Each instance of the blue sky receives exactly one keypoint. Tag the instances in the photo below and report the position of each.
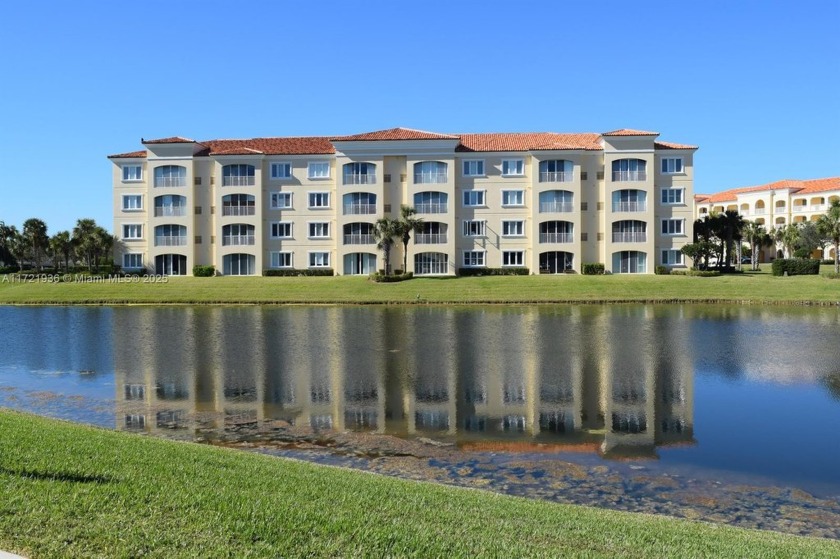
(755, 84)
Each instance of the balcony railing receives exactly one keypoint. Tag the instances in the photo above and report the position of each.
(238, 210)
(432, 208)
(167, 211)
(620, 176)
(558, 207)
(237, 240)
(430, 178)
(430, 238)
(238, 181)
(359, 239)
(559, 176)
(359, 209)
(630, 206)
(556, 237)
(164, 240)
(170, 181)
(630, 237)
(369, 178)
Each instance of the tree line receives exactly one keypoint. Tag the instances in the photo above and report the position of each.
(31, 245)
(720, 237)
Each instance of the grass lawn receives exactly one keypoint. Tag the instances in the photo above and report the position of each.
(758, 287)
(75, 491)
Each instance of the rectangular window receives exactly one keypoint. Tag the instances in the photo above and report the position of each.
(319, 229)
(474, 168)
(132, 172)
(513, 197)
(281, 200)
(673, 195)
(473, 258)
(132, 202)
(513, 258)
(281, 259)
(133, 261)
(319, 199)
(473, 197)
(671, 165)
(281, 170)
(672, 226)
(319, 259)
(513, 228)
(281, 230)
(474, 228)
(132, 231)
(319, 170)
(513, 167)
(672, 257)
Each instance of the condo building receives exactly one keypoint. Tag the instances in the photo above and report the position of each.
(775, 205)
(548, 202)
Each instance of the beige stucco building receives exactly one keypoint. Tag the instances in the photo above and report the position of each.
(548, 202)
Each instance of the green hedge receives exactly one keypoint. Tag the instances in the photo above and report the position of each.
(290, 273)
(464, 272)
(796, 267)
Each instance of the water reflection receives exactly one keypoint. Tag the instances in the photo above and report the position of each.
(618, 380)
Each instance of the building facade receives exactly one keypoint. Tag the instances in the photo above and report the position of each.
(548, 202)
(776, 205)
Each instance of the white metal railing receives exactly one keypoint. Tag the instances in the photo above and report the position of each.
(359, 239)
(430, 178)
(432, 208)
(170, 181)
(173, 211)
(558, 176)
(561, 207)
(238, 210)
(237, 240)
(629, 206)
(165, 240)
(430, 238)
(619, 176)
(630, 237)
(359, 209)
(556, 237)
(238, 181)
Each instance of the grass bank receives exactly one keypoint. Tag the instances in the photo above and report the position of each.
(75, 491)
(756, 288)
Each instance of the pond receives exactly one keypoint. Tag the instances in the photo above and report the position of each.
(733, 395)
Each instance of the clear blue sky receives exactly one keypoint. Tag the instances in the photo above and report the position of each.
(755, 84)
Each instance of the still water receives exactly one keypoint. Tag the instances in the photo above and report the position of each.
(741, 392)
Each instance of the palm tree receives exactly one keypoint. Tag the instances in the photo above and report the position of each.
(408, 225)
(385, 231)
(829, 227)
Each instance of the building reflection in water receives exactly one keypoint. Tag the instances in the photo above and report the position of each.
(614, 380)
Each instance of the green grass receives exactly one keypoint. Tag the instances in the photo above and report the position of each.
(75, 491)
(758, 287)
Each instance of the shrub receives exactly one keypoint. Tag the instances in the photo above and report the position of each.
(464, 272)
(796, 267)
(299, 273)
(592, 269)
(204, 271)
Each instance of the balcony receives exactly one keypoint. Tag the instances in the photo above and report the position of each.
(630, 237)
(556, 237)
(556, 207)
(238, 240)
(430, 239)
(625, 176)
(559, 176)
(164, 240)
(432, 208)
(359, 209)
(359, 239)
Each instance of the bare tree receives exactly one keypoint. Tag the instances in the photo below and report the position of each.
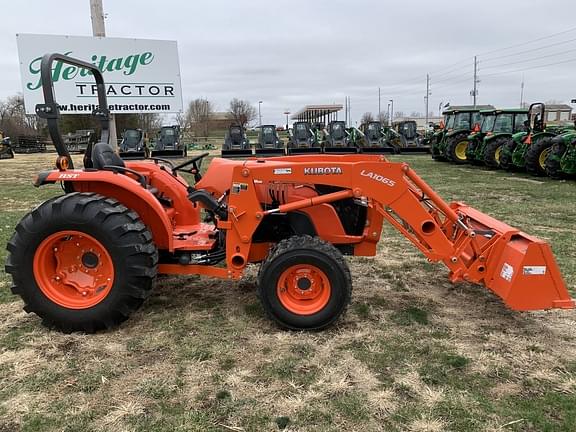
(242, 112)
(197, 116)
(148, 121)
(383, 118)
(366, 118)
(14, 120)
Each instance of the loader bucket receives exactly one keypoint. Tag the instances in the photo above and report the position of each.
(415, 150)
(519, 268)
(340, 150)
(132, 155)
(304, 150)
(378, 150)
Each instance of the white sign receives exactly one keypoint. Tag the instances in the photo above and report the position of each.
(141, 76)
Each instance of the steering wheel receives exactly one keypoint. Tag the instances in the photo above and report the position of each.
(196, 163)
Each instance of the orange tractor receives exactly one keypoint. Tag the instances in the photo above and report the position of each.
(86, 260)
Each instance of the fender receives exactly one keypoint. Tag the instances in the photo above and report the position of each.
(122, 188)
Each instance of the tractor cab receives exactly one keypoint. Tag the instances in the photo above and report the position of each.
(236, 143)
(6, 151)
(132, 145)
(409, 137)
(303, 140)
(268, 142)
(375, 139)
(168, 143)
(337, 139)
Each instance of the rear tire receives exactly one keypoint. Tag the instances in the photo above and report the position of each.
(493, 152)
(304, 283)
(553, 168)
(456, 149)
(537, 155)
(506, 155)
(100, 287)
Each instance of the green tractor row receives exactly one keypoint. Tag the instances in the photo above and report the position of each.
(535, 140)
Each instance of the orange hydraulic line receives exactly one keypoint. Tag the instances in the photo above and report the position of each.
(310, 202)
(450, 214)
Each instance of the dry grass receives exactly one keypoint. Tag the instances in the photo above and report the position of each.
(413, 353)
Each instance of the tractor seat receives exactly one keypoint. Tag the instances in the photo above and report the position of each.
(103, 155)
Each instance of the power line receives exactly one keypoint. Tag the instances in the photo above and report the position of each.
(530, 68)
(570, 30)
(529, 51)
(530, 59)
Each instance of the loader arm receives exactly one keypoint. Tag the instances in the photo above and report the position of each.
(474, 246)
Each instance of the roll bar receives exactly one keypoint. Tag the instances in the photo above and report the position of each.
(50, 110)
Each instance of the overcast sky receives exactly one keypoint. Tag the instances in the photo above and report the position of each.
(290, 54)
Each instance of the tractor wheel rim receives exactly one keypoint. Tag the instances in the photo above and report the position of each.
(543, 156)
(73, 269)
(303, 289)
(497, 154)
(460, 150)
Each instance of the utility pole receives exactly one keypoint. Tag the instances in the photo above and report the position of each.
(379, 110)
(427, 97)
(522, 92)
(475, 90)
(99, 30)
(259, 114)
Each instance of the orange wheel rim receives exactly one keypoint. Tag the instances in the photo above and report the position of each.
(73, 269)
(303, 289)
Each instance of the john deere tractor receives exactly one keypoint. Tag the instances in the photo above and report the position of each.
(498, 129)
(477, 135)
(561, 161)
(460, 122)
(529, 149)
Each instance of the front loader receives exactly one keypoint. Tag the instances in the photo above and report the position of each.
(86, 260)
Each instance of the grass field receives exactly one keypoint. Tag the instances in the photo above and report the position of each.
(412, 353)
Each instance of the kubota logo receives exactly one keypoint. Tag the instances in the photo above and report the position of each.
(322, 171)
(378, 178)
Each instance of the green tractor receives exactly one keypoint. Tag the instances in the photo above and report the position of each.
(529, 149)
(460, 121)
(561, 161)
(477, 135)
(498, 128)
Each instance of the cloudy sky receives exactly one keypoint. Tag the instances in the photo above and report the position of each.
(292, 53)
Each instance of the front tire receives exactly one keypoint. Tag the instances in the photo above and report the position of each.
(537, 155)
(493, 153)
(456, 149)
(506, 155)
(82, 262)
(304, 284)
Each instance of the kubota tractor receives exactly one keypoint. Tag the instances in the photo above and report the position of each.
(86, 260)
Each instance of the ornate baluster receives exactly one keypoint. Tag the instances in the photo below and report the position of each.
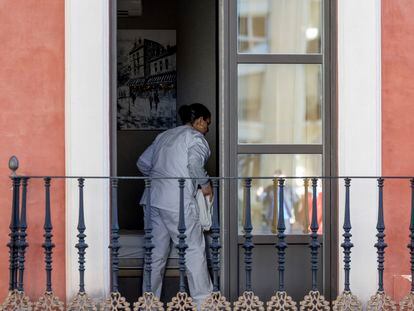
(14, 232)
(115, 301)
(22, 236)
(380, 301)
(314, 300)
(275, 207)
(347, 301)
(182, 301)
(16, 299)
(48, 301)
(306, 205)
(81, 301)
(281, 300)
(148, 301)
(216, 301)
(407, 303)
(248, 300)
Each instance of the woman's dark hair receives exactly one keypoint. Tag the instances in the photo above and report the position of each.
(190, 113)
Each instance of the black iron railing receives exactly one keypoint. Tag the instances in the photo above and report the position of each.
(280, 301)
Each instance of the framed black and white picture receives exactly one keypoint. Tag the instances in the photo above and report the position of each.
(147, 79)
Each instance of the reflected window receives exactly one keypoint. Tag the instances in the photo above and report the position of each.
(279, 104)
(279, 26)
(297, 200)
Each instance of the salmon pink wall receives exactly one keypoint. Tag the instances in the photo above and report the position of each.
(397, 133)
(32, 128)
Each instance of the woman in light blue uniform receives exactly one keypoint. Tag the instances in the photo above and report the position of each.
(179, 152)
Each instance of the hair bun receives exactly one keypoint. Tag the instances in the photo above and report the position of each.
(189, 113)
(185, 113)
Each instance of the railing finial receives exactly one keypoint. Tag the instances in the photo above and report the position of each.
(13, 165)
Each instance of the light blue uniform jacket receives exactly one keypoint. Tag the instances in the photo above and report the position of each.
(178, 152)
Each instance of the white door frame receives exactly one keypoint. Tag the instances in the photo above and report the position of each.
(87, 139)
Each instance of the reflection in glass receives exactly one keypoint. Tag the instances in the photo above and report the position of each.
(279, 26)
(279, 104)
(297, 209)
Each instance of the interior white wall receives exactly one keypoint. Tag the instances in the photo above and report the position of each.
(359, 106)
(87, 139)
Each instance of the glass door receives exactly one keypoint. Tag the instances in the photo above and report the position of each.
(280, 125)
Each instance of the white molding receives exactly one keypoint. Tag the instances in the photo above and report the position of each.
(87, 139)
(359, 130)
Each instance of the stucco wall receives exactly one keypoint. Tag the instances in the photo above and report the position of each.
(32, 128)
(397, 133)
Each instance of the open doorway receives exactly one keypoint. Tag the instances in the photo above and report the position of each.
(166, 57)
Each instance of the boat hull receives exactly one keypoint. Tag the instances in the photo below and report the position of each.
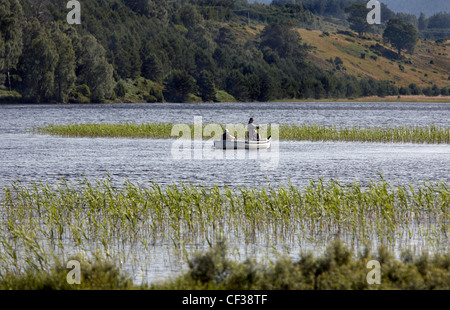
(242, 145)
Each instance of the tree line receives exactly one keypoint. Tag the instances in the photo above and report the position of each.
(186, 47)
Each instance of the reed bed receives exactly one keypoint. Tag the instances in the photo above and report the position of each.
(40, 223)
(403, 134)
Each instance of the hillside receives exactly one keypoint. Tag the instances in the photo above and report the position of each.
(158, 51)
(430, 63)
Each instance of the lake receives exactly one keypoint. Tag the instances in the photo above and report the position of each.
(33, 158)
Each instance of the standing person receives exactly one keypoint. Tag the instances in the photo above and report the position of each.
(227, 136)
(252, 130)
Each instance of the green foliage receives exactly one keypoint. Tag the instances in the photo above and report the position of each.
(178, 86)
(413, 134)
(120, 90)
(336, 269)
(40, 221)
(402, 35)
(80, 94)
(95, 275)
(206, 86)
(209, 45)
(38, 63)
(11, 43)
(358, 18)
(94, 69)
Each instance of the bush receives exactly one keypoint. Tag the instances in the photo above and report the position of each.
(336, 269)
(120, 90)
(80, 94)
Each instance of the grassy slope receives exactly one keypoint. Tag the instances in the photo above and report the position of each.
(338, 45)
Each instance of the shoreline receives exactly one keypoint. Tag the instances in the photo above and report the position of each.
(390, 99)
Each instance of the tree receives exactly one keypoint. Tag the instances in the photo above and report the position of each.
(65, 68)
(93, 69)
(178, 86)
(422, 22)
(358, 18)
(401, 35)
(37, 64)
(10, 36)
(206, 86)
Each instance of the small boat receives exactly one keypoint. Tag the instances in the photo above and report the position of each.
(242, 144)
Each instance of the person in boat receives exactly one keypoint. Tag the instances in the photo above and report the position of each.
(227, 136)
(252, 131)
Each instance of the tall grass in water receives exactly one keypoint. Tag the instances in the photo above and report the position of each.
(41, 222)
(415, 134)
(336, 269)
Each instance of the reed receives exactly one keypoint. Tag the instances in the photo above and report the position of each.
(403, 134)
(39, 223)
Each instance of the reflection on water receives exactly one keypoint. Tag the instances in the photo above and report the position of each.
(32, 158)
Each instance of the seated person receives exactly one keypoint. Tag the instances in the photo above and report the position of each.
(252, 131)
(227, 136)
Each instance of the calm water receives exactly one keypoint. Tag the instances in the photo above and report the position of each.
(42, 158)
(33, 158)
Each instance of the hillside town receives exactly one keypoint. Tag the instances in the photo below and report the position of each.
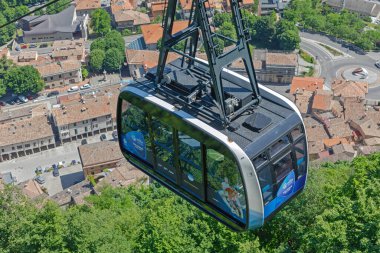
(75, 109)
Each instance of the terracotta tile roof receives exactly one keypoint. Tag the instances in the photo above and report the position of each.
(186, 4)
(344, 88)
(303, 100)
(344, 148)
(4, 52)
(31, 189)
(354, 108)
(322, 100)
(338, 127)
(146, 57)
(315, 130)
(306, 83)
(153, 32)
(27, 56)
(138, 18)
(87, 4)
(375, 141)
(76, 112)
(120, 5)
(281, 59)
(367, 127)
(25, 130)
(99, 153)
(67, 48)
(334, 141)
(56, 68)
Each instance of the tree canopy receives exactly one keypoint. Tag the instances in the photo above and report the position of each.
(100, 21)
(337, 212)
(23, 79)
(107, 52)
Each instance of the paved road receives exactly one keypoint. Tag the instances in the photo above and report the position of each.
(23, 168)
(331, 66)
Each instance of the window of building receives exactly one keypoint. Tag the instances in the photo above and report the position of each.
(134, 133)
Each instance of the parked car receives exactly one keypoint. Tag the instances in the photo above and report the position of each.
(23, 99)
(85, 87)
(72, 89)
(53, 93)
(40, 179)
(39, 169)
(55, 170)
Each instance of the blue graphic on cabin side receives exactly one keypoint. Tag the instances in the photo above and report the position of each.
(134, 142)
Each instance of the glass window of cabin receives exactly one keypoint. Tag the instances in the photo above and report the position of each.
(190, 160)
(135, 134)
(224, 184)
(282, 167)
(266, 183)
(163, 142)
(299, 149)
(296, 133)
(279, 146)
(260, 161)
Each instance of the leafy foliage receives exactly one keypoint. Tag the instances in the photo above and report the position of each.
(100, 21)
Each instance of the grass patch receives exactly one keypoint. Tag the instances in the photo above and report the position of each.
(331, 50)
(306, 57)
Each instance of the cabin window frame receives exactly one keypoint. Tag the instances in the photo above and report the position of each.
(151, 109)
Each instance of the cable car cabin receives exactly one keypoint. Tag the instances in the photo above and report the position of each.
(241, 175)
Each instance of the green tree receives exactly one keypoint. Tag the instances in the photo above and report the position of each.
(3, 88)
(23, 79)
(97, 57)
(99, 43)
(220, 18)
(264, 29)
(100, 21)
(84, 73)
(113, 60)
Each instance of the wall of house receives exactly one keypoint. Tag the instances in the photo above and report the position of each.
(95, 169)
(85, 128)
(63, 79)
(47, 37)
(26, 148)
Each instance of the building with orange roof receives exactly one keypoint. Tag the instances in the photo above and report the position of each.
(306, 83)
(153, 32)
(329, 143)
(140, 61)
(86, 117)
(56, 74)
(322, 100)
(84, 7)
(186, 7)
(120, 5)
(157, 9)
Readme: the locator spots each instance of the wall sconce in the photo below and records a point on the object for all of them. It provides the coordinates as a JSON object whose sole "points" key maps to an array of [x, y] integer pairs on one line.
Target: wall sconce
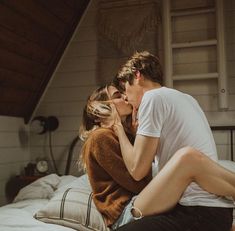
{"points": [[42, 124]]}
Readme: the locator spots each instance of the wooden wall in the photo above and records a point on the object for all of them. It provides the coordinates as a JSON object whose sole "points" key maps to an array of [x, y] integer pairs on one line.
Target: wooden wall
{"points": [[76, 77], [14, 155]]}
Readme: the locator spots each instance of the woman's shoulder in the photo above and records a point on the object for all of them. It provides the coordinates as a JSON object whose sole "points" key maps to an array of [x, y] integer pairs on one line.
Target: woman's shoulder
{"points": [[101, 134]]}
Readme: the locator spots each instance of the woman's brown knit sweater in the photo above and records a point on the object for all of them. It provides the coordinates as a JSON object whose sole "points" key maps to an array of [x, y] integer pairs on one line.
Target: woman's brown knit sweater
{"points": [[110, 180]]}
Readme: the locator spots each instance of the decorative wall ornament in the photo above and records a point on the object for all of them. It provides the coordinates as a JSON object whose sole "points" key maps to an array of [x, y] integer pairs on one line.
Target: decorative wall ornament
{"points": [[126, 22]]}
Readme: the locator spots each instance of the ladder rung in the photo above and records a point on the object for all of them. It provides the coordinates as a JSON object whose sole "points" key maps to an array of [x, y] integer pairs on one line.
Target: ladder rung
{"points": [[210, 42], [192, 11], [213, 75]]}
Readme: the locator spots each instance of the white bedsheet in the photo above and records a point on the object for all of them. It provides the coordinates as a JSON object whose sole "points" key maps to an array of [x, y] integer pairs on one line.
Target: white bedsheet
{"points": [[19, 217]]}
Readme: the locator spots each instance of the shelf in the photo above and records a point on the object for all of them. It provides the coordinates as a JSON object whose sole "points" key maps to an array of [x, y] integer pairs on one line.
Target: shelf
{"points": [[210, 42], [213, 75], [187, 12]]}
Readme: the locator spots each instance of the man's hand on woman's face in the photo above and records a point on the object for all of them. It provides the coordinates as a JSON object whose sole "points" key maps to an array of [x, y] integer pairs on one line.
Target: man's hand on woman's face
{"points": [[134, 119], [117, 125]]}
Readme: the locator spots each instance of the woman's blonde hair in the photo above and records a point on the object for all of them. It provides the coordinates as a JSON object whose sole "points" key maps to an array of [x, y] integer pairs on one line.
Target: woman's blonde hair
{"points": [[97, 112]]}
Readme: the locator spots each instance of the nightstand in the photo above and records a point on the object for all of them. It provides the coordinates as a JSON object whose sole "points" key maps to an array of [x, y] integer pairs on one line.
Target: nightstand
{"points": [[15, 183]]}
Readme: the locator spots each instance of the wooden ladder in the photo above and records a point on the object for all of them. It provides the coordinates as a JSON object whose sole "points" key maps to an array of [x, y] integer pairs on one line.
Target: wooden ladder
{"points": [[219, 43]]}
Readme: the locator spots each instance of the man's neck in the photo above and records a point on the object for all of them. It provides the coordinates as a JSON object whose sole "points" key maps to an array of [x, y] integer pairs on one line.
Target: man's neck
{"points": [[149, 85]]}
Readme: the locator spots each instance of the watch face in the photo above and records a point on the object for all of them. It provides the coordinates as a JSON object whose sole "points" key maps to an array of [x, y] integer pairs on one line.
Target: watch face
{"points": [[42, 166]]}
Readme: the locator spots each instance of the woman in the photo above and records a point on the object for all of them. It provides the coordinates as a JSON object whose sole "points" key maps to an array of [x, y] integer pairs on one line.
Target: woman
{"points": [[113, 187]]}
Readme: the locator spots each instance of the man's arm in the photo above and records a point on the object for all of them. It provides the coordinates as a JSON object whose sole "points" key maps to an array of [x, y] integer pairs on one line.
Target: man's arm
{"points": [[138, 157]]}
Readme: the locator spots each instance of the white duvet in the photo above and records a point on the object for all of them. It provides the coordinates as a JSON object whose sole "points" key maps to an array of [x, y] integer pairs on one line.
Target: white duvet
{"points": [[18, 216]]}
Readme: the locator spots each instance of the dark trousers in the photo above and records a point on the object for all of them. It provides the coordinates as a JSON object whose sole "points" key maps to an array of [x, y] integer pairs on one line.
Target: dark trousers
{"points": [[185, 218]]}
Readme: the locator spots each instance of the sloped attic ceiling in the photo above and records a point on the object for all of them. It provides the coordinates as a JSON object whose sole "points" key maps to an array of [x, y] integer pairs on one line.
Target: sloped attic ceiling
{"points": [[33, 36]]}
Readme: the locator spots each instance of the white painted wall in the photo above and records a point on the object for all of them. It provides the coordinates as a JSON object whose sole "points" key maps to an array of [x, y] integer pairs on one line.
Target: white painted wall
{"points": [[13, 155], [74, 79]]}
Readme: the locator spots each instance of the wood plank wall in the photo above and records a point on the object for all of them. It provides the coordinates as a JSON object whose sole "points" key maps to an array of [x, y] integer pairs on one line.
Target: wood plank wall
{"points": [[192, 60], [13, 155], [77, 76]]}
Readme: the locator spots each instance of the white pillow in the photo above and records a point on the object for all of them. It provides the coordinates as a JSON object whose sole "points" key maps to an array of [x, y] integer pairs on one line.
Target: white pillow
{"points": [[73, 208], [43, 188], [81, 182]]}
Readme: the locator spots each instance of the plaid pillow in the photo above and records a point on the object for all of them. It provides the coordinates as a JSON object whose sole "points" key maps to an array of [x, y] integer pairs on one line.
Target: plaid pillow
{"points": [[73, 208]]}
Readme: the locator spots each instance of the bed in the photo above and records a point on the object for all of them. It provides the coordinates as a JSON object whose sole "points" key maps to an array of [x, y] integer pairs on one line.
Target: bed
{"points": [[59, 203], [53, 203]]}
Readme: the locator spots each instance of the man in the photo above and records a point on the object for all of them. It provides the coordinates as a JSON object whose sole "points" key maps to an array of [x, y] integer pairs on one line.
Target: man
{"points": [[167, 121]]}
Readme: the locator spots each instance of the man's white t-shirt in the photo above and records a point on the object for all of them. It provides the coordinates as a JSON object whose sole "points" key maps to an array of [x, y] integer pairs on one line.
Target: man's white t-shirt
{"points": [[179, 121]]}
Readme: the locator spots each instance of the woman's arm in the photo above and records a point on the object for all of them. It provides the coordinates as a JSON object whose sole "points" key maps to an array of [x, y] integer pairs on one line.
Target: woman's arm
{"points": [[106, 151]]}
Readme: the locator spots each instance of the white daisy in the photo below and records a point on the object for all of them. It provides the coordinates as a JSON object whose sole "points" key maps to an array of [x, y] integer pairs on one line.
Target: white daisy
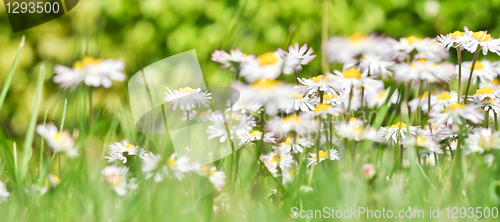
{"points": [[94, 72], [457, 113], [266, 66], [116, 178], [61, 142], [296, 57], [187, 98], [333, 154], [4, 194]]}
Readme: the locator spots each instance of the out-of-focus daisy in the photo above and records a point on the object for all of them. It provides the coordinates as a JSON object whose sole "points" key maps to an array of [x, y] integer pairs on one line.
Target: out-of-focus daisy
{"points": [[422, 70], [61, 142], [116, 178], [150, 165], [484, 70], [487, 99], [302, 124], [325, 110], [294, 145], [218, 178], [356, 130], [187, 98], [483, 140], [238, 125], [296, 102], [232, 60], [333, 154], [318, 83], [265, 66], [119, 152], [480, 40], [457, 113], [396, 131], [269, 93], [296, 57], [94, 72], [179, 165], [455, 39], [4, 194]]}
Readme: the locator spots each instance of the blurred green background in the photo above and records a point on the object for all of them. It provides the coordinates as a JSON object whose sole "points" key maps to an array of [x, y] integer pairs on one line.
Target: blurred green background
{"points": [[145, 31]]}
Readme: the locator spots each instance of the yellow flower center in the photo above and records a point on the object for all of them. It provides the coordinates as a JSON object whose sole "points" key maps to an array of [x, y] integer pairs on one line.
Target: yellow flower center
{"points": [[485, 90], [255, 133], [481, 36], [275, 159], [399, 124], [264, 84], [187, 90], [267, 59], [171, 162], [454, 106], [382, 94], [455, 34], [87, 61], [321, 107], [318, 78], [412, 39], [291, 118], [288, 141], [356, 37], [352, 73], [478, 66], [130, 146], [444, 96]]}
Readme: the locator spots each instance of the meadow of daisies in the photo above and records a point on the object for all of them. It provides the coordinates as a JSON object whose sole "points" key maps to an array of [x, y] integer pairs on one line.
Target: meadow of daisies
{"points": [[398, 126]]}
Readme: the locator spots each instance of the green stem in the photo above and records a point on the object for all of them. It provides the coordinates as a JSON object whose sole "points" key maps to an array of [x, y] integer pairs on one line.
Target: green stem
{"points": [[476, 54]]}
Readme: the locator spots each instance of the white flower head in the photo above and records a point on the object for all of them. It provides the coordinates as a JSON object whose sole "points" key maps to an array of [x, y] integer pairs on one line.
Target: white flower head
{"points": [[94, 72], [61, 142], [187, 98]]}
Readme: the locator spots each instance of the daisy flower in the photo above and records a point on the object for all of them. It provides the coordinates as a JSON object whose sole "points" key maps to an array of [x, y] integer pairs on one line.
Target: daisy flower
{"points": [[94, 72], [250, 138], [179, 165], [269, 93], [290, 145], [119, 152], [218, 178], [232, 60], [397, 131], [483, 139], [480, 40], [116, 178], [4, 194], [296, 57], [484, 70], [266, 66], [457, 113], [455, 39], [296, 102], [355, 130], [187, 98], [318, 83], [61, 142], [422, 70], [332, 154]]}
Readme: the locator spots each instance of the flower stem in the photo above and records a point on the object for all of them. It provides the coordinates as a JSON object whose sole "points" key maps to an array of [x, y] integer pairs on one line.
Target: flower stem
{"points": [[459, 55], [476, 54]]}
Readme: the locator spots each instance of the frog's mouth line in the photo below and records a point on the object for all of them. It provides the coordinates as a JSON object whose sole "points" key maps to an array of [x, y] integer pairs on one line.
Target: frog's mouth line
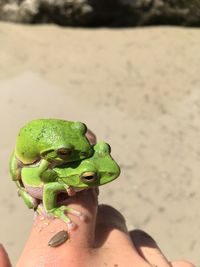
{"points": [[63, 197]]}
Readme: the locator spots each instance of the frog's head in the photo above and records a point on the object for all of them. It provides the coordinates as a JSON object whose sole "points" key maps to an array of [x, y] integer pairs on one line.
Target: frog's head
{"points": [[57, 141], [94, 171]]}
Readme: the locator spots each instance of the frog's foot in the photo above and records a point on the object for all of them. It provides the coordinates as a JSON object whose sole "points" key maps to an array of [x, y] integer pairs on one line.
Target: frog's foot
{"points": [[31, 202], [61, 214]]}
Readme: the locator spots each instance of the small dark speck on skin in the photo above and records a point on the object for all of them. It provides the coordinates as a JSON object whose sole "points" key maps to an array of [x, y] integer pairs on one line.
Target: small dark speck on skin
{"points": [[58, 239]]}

────

Problem to solve: One line above contains "Readme: the locator spots each instance of the frog's foot". Output that line and each one after it, word for word, and nothing else.

Your response:
Readme: the locator spots each instance of the frog's foot in the photo above and records a point on the object for all of them. It provides the coordinates as a JSON object whose sole "points" key maps to an array of [x, y] integer pairs on one line.
Target: frog's foot
{"points": [[31, 202], [61, 214]]}
Readme: the locator spots each instance of the small dark speck on skin in the photo above and records a point on the object for all of them. It provides the coordinates as a JSON object whose sole "points" key maps to an array of [x, y] integer pairs on one line.
Target: small dark speck on skin
{"points": [[58, 239]]}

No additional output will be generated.